* WHAT IS EXPECTED
Each of the entries below is to be written out exactly, and the images skipped.

Saved data entries
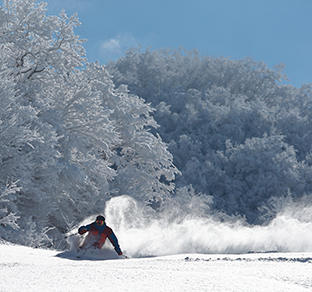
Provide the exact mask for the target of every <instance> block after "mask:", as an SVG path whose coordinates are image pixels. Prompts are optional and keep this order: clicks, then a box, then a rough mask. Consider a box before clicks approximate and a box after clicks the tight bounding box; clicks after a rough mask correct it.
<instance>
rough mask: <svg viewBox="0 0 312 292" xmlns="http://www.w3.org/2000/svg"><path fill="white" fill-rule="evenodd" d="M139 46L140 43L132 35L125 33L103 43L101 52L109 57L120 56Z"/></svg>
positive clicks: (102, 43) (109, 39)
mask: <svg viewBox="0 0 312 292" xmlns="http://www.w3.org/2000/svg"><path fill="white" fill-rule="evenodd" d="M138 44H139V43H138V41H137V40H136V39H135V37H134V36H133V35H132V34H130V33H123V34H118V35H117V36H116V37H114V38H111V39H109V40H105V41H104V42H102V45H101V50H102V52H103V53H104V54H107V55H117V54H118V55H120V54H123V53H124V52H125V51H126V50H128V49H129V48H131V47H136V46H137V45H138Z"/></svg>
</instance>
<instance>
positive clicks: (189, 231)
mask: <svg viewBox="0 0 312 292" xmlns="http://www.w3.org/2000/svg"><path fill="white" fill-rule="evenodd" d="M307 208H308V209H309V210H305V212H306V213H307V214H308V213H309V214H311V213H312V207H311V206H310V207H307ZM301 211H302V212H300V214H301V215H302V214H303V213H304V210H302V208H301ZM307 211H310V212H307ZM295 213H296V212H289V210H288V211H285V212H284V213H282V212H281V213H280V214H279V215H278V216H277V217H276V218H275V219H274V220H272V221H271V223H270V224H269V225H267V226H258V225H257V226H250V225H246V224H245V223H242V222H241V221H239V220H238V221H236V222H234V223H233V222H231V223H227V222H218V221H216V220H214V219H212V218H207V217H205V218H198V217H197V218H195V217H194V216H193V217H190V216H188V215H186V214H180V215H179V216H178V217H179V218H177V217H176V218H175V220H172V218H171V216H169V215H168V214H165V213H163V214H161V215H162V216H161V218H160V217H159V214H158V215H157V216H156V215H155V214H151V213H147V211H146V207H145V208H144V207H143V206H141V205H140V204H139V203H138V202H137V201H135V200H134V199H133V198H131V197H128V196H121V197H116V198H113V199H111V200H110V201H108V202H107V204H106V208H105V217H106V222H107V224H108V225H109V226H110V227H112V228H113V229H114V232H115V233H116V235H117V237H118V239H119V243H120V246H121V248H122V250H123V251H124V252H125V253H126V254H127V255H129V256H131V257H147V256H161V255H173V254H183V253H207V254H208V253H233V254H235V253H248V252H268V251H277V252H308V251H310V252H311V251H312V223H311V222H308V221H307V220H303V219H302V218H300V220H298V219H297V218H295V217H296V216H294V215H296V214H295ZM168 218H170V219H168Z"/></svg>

* ANSWER SPACE
Provide the exact mask for the target of every <instance> block after "mask:", as an SVG path whose coordinates are image pixels. Prompts are optional and keep this order: clicks, then a box, then a rough mask. Consider a box before clicks approximate and a box after clicks the tight bounding box; clicks after a rough mask correct it.
<instance>
rough mask: <svg viewBox="0 0 312 292" xmlns="http://www.w3.org/2000/svg"><path fill="white" fill-rule="evenodd" d="M139 46L140 43L132 35L125 33L103 43L101 52L109 57L120 56Z"/></svg>
positive clicks: (102, 43) (109, 39)
mask: <svg viewBox="0 0 312 292" xmlns="http://www.w3.org/2000/svg"><path fill="white" fill-rule="evenodd" d="M138 44H139V43H138V41H137V40H136V39H135V37H134V36H133V35H132V34H130V33H123V34H118V35H117V36H116V37H114V38H111V39H109V40H105V41H104V42H102V45H101V50H102V52H103V53H104V54H107V55H117V54H118V55H120V54H123V53H124V52H125V51H126V50H128V49H129V48H131V47H136V46H137V45H138Z"/></svg>
</instance>
<instance>
positive clicks: (189, 231)
mask: <svg viewBox="0 0 312 292" xmlns="http://www.w3.org/2000/svg"><path fill="white" fill-rule="evenodd" d="M307 208H308V209H309V210H305V212H306V213H307V214H308V213H309V214H311V213H312V207H311V206H310V207H307ZM301 211H302V212H300V214H301V215H302V214H303V213H304V210H302V208H301ZM307 211H310V212H307ZM295 213H296V212H289V210H288V211H285V212H284V213H282V212H281V213H280V214H279V215H278V216H277V217H276V218H275V219H274V220H272V221H271V223H270V224H269V225H267V226H258V225H257V226H250V225H246V224H245V223H242V222H241V221H239V220H238V221H236V222H234V223H233V222H231V223H227V222H218V221H216V220H214V219H212V218H207V217H205V218H198V217H197V218H195V217H194V216H193V217H190V216H188V215H186V214H180V215H179V216H178V217H179V218H177V217H176V218H175V220H172V218H171V216H169V215H168V214H165V213H163V214H161V215H162V216H161V218H160V217H159V214H158V215H157V216H156V215H155V214H151V213H147V211H146V207H145V208H144V207H143V206H141V205H140V204H139V203H138V202H137V201H135V200H134V199H133V198H131V197H128V196H121V197H116V198H113V199H111V200H110V201H108V202H107V204H106V208H105V217H106V222H107V224H108V225H109V226H110V227H112V228H113V229H114V232H115V233H116V235H117V237H118V239H119V243H120V246H121V248H122V250H123V251H124V252H125V253H126V254H127V255H129V256H131V257H147V256H161V255H173V254H183V253H207V254H208V253H233V254H235V253H248V252H268V251H277V252H308V251H310V252H311V251H312V223H311V222H308V221H307V220H303V219H302V218H300V220H298V219H297V218H295V217H296V216H294V215H296V214H295ZM168 218H170V219H168Z"/></svg>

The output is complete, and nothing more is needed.